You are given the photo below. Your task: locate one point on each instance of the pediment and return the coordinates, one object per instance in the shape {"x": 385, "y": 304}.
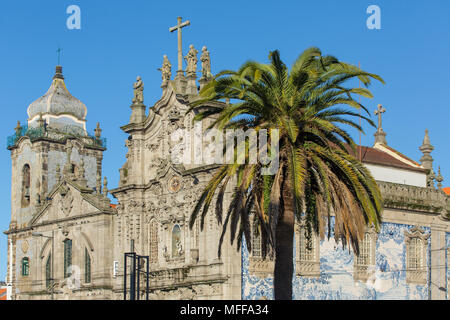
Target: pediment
{"x": 66, "y": 201}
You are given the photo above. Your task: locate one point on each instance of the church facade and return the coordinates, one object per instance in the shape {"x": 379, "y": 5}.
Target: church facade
{"x": 67, "y": 241}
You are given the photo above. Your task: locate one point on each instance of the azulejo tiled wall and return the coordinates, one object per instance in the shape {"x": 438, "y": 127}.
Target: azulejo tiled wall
{"x": 447, "y": 262}
{"x": 336, "y": 281}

···

__REQUIREMENT__: Search the entries for the string "above" and collect each line that has it.

__REPLY__:
You are given the photo above. Your task: locate one point on each instance of the church facade and return the coordinates, one object per instance in the shape {"x": 379, "y": 5}.
You are given the photo above. Your task: locate one point on each instance of the azulejo tiled wall and return the coordinates, one object per instance in the shape {"x": 438, "y": 127}.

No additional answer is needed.